Images are not part of the copy; write out the rest of the data exactly as given.

──────── Material provided

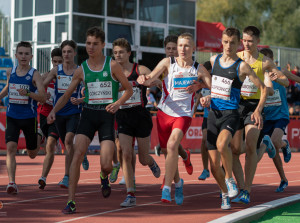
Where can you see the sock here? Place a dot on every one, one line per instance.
(167, 187)
(178, 184)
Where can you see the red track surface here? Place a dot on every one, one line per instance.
(201, 203)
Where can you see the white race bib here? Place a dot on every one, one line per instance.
(248, 88)
(15, 97)
(221, 87)
(100, 92)
(274, 100)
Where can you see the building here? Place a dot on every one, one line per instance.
(144, 23)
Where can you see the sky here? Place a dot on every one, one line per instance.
(5, 7)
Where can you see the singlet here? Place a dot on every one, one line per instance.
(276, 106)
(175, 100)
(21, 107)
(62, 83)
(139, 91)
(100, 86)
(249, 90)
(226, 85)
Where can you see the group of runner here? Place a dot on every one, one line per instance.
(81, 100)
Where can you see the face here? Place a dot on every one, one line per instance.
(57, 60)
(121, 55)
(94, 46)
(250, 42)
(230, 44)
(171, 49)
(68, 53)
(185, 48)
(23, 55)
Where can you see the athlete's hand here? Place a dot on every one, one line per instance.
(257, 118)
(51, 117)
(112, 108)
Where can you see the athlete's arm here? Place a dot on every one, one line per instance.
(118, 74)
(62, 101)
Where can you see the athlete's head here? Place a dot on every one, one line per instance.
(251, 36)
(230, 40)
(170, 44)
(185, 45)
(121, 50)
(56, 57)
(24, 53)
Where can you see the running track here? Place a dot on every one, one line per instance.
(201, 204)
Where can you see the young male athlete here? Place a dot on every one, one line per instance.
(67, 118)
(252, 101)
(228, 74)
(24, 88)
(176, 107)
(101, 76)
(134, 120)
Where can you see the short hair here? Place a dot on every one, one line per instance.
(170, 39)
(24, 44)
(267, 52)
(207, 65)
(252, 31)
(56, 52)
(122, 42)
(97, 32)
(70, 43)
(232, 32)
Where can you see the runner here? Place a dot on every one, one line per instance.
(24, 88)
(249, 104)
(67, 118)
(176, 107)
(101, 76)
(134, 120)
(223, 118)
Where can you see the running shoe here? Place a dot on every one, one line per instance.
(282, 186)
(225, 202)
(122, 181)
(232, 188)
(179, 193)
(105, 186)
(270, 147)
(70, 208)
(166, 196)
(205, 174)
(64, 183)
(237, 199)
(157, 150)
(130, 201)
(85, 163)
(245, 198)
(114, 173)
(42, 183)
(187, 163)
(155, 169)
(12, 188)
(287, 154)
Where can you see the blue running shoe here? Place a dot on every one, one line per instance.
(70, 209)
(179, 193)
(232, 188)
(282, 186)
(225, 202)
(245, 198)
(237, 199)
(64, 183)
(85, 163)
(270, 147)
(205, 174)
(166, 196)
(287, 154)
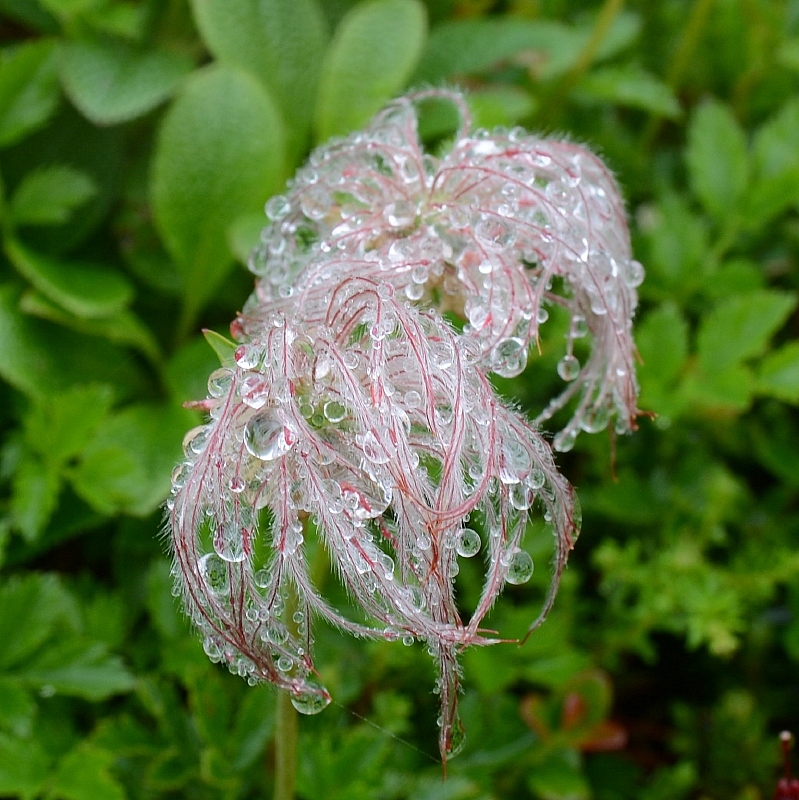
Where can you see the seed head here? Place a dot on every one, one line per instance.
(355, 410)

────────────────

* _Task result_:
Where can you see the sock here? Place a dot on every one, one line per instance.
(167, 187)
(178, 184)
Where can you see the red track surface here? Place a dot on every one, one line per instance.
(201, 203)
Where can you see the white race bib here? Place a dot on every one, one line per instance.
(248, 88)
(15, 97)
(221, 87)
(100, 92)
(274, 100)
Where can you see the building here? Place a dot on every one, one line per instance.
(144, 23)
Where can you see the sky here? Place a dot on every one, one line per instance.
(5, 7)
Where can you see the singlet here? Place a dot on every one, one line per instance.
(276, 106)
(175, 100)
(21, 107)
(62, 83)
(139, 91)
(100, 86)
(249, 90)
(226, 85)
Where can you see the group of runner here? Place a dot on every one, one line per instance.
(81, 100)
Where can you see the face here? Place a dot on every one, one line per instance.
(57, 60)
(121, 55)
(94, 46)
(250, 42)
(230, 44)
(171, 49)
(68, 53)
(185, 48)
(23, 55)
Where can you see the athlete's hand here? Place a dot on every one, one line per instance.
(257, 118)
(51, 117)
(112, 108)
Where can you see the athlete's arm here? Place a dot on every one, one line per instance.
(118, 74)
(62, 101)
Where can you see the athlete's head here? Place a dot on every one, one line per instance.
(251, 36)
(230, 40)
(170, 44)
(185, 45)
(121, 50)
(56, 57)
(24, 53)
Where can you see the running track here? Place a dot on every one, one line per instance.
(201, 204)
Where can you see the young male athlete here? Place a dot on every one, one line per instance.
(67, 118)
(252, 101)
(228, 74)
(24, 88)
(176, 107)
(101, 76)
(134, 120)
Where can you see the short hair here? Place a dot on every one, one line per instance.
(170, 39)
(24, 44)
(267, 52)
(207, 65)
(252, 31)
(56, 52)
(122, 42)
(97, 32)
(70, 43)
(232, 32)
Where can you see the runner here? Place a dot on every one, one line per instance.
(24, 88)
(249, 104)
(67, 118)
(176, 107)
(101, 76)
(134, 120)
(223, 118)
Where can you see the running shoe here? Place a dot on every one, one line per instance.
(282, 186)
(225, 202)
(122, 181)
(232, 188)
(179, 193)
(105, 186)
(270, 147)
(70, 208)
(166, 196)
(205, 174)
(64, 183)
(237, 199)
(157, 150)
(130, 201)
(85, 163)
(245, 198)
(114, 173)
(42, 183)
(187, 163)
(155, 169)
(12, 188)
(287, 154)
Where can you see the blue running shoe here? Place a dot on every one, one line per instance.
(70, 209)
(179, 193)
(232, 188)
(282, 186)
(225, 202)
(245, 198)
(237, 199)
(64, 183)
(85, 163)
(270, 147)
(205, 174)
(166, 196)
(287, 154)
Where can you see the seed head here? Place a dot on every one, one line per instance.
(355, 410)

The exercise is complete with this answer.